# WHAT TO WORK ON
In the entries below, find the lines that contain the word "tree" and copy them.
+ + + + + + +
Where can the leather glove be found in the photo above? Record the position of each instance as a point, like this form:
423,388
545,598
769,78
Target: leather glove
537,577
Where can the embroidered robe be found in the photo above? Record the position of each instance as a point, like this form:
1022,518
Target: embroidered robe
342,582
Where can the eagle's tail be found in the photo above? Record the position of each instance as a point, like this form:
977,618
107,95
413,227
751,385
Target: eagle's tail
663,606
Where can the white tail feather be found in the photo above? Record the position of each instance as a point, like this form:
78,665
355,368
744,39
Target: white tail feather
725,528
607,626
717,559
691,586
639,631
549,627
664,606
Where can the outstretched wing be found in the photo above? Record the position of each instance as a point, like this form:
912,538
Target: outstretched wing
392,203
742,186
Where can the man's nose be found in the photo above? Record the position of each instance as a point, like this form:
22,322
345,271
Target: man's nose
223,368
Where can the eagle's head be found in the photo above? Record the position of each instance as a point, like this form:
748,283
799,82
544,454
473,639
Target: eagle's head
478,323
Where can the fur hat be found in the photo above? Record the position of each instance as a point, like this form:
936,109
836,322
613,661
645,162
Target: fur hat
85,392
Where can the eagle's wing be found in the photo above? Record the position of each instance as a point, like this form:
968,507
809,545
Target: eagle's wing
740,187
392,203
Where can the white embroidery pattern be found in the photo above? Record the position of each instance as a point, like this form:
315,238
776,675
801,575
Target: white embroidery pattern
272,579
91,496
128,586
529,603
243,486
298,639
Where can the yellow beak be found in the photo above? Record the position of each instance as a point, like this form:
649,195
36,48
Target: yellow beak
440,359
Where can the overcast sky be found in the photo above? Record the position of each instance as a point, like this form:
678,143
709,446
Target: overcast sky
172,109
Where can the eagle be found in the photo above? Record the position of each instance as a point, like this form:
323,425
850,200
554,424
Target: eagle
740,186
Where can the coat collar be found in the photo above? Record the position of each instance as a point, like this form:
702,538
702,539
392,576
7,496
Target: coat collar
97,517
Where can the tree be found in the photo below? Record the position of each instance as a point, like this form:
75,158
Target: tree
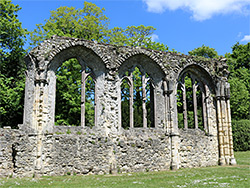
+ + + + + + +
# COMPLETED EXERCISE
Where can the tree be found in the photo below? Record the position of each instance as a point, like this form:
Target: tree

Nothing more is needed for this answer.